====== ФРАГМЕНТ ТЕКСТА
Сталин понимал: и народ и аппарат в основной своей массе мало интересуются теориями социализма. Следовательно, они на собственном опыте, ежедневно и ежечасно, должны чувствовать его социализм как новую жизнь, видеть её преимущества. Словом, нужен «пряник». И он наметил и реализовал комплекс мер по улучшению или как минимум облегчению жизни человека в СССР.
Прежде всего исчезла безработица (в стране шла индустриализация, поглощавшая свободную рабочую силу), что особенно важно для мужчин — глав семейств, для молодёжи, вступающей в жизнь. Поскольку для повышения благосостояния нужны деньги, появляется важное решение о некотором снижении темпов индустриализации. И в 1934 году ЦК ВКП(б) принимает решение с 1935 года отменить карточки на хлеб. Вся суть здесь в самом курсе: не распределение, а торговля.
Некоторые меры относились и к селу. План хлебозаготовок сокращён. С 15 января 1933 года разрешена свободная торговля хлебом — после выполнения государственных заданий. Документы Второго съезда колхозников-ударников (февраль 1935-го) давали определённые гарантии на ведение личного подсобного хозяйства. И уже в 1937 году в общем объёме производства приусадебные хозяйства дали 52% картофеля и овощей, 72% молока, 70% мяса. Формировался социалистический колхоз, в котором надо было работать, прежде всего, за право иметь приусадебный надел. Ликвидированы политотделы в МТС, ранее созданные для контроля за колхозами и колхозниками, — соглядатаи и каратели.
В 1935 году снимается судимость с колхозников, получивших срок менее 5 лет, — дело касается очень многих жителей села. Сотни тысяч крестьян, срок ссылки которых истекал в 1935—1937 годах, восстановлены в правах. Возможность вернуться в родные места они, как правило, не получили, но даже формальное возвращение гражданских прав имело гигантское значение — особенно для детей высланных.
Сделаны шаги навстречу интеллигенции, в первую очередь специалистам в промышленных областях. Принято решение об улучшении их материального содержания. В заводских посёлках появились дома инженеров. А 29 декабря 1935 года отменены все ограничения по приёму в высшие учебные заведения, связанные с социальным происхождением. Сталин сделал знаменитое заявление: «Сын за отца не отвечает» — и тем показал народу, что лично является автором послаблений.
============
ЗАДАЧИ ДЛЯ РЕШЕНИЯ —
(A) Перескажите в виде краткого списка абзац фрагмента, начинающийся словами «Некоторые меры относились и к селу». Сохраните его основные факты.
(B) Напишите продолжение фрагмента о мерах Сталина по облегчению жизни в СССР, начав сразу после его последнего предложения.
Записи, приведённые далее, представляют собой отдельный материал.
====== ИСХОДНЫЕ ДАННЫЕ
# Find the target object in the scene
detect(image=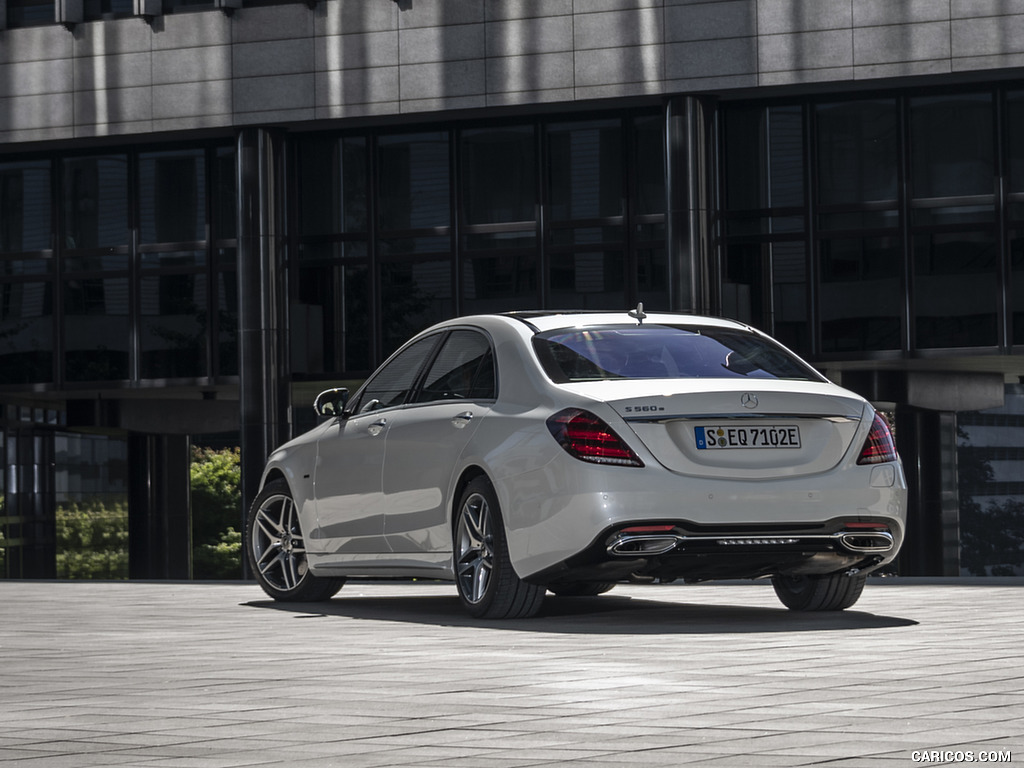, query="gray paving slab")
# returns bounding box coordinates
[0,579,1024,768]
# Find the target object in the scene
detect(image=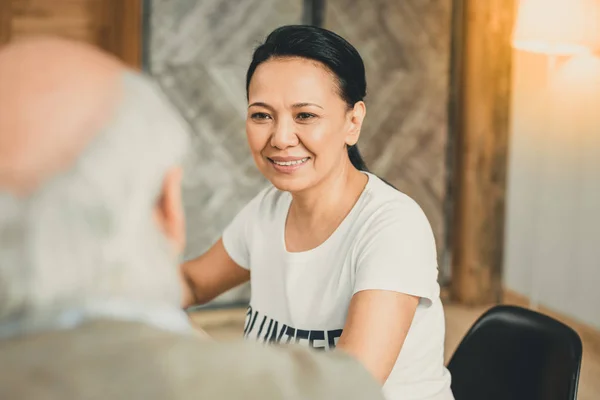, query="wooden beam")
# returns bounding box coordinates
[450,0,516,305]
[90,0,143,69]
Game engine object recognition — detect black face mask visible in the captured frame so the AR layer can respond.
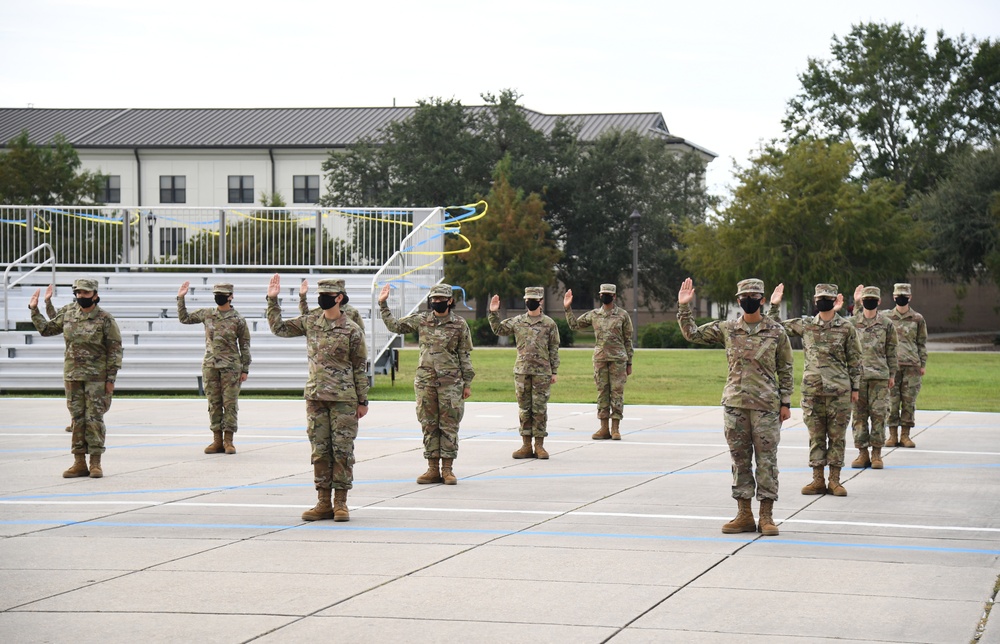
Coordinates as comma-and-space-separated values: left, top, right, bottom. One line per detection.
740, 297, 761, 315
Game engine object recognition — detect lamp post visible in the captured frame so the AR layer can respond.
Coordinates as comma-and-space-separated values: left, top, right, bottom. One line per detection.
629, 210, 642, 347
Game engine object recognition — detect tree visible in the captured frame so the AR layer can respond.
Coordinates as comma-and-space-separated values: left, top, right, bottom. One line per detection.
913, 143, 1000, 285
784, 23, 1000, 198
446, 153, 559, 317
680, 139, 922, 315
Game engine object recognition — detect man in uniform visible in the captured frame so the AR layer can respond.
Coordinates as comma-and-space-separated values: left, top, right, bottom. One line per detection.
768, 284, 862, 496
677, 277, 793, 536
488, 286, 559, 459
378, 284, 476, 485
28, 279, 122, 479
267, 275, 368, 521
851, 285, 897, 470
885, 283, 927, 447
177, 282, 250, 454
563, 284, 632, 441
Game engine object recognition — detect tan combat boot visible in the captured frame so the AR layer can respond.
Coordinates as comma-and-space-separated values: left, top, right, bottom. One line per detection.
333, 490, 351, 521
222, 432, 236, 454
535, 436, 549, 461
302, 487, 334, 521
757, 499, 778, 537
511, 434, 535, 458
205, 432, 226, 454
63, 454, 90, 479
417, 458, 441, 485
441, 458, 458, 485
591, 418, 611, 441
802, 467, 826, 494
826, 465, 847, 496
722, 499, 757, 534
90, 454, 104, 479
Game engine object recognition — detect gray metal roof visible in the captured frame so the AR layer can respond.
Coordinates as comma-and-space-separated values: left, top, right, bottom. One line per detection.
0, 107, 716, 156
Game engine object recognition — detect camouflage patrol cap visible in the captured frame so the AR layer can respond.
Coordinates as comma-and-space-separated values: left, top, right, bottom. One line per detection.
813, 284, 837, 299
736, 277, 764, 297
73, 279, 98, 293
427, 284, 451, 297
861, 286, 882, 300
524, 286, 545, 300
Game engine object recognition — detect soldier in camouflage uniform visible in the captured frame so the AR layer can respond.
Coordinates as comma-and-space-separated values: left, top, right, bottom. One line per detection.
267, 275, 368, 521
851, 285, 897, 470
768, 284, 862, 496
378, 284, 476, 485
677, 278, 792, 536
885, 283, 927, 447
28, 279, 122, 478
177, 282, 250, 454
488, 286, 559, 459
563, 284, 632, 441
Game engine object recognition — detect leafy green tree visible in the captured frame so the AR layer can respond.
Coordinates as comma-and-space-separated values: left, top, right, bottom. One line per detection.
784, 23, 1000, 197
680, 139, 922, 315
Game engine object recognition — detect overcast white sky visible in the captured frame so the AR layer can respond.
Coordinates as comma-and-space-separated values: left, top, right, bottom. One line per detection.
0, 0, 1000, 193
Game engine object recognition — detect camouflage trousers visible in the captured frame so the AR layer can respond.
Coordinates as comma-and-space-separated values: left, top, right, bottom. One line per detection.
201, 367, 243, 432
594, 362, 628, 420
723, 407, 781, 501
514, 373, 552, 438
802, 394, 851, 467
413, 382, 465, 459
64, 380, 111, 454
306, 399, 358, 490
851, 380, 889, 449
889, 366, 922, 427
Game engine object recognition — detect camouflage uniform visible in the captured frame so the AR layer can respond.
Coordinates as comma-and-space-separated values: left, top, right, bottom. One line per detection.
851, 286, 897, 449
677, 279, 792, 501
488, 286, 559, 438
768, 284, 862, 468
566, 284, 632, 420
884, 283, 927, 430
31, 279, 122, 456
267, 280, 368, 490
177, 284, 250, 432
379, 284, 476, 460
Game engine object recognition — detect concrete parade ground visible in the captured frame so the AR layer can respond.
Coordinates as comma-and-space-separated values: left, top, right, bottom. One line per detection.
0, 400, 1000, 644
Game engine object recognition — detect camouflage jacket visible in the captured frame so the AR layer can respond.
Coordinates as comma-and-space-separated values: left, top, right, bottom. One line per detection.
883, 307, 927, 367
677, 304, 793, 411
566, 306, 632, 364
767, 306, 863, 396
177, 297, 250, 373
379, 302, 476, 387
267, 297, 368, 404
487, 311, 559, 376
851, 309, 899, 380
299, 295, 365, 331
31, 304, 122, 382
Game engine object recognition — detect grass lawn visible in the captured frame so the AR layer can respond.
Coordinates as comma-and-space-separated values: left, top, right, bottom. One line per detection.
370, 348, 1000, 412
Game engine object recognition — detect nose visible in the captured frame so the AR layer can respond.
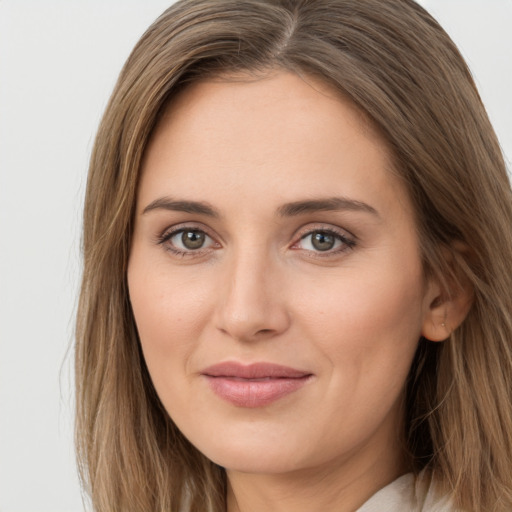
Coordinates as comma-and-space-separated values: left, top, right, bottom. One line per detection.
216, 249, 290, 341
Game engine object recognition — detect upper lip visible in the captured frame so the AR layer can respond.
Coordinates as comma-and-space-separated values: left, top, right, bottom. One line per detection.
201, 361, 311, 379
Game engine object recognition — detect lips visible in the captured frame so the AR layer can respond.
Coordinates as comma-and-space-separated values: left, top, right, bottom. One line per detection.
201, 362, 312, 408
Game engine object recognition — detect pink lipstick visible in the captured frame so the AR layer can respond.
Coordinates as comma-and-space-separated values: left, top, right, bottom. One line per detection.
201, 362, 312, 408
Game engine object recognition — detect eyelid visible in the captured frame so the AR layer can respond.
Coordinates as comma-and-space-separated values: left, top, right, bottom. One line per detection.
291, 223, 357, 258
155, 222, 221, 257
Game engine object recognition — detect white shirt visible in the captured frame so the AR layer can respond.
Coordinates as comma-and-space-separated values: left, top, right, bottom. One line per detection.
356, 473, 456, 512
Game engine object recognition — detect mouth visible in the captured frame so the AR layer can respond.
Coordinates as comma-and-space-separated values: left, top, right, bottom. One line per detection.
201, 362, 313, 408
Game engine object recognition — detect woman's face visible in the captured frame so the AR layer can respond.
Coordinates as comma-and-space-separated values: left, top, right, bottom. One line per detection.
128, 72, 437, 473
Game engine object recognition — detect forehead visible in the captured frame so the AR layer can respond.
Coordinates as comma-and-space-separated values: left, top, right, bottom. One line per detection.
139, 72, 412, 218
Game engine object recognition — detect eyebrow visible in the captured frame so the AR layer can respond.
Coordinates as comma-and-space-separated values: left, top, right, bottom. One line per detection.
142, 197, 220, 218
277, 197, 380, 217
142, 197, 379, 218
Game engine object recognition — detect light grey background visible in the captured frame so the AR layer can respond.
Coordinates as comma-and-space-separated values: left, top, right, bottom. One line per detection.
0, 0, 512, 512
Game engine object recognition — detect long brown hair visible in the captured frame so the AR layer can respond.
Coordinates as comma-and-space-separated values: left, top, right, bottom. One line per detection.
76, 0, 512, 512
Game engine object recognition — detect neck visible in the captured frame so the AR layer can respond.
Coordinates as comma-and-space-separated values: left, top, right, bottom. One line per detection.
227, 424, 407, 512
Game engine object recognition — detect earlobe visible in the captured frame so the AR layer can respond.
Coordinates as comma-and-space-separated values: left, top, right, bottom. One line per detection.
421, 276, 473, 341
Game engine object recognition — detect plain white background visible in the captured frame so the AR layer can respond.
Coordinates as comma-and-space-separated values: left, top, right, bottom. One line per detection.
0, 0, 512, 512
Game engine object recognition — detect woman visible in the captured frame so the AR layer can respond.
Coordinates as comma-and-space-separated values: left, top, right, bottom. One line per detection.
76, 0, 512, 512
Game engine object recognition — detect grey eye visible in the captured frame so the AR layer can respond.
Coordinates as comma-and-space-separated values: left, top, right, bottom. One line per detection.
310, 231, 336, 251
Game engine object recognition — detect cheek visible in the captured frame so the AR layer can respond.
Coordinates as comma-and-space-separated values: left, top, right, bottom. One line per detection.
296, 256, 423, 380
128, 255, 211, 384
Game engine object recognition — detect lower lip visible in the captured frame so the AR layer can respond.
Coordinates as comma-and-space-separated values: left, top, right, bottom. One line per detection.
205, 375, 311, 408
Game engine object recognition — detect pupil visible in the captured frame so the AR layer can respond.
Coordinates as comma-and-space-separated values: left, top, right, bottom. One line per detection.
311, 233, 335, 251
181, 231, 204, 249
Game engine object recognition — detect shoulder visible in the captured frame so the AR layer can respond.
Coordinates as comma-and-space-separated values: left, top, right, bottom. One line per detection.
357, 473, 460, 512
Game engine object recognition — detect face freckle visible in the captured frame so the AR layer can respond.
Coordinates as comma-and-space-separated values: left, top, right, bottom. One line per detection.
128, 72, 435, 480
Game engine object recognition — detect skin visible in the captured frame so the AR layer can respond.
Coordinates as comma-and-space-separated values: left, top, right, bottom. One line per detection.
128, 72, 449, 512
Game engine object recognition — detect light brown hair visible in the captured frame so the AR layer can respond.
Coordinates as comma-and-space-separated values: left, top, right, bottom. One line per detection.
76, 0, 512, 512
============
ОЖИДАЕМЫЕ ОТВЕТЫ —
(A)
- План хлебозаготовок сокращён.
- С 15 января 1933 года разрешена свободная торговля хлебом после выполнения государственных заданий.
- Документы Второго съезда колхозников-ударников (февраль 1935 года) дали определённые гарантии на ведение личного подсобного хозяйства.
- В 1937 году приусадебные хозяйства дали 52% картофеля и овощей, 72% молока и 70% мяса в общем объёме производства.
- В колхозе надо было работать прежде всего за право иметь приусадебный надел.
- Ликвидированы политотделы в МТС, ранее созданные для контроля за колхозами и колхозниками.

(B)
Важной частью предпринимаемых мер стали положения новой, сталинской Конституции. В ней были провозглашены очень понятные, очень реальные шаги демократизации. Так, вместо косвенных выборов — выборы прямые. Голосование стало равным: голос любого гражданина — рабочего, колхозника, интеллигента — «стоит» одинаково. Все союзные республики избирали одинаковое число депутатов в Совет Национальностей, и появилось равенство народов СССР (правда, только народов союзных республик). «Мобилизовав» самые либеральные умы среди ленинцев — Бухарина и Радека, — Сталин получил в тексте Конституции ещё много такого, что звучало очень заманчиво и сулило радужные перспективы. (Не исключено, что Сталин учёл и опыт Гитлера, который — вопреки ожиданиям — не отменил весьма демократическую Веймарскую Конституцию, но сумел разработать механизм, позволяющий ему побеждать при любых тайных голосованиях.)
В скромном Постановлении о развитии советской архитектуры определялся курс на строительство домов с отдельными квартирами для семей. До этого речь шла о чем-то похожем на фаланстеры социалиста-утописта Фурье. В Магнитогорске, например, в первых жилых домах советской постройки квартиры не имели кухонь (предполагалось, что все будут питаться в общественных столовых). Теперь семью признали ячейкой сталинского социализма с правом на квартиру. Как видим, в мусорную корзину выбрасывались самые базисные положения всех классиков социализма, начиная с утопистов. Ведь если сохранится семья, если человек будет в семье воспитывать своих детей, то частной собственности не избежать. Признав семью, Сталин сам заложил на будущее под свой государственный социализм мину гигантской силы.
В книге О. В. Хлевнюка «Политбюро» приводится немало решений: от приказа наркома обороны, позволяющего создавать казачьи кавалерийские части, до разрешения джаза Утёсова, фокстротов, ресторанов, чулок из искусственного шёлка, духов и помады и, наконец, новогодних ёлок для детей.
Однако забота об аппарате оставалась главной для Сталина. Именно в эти годы принято два исторических для судеб бюрократии решения: об отмене партмаксимума и о новом подходе к приёму в партию.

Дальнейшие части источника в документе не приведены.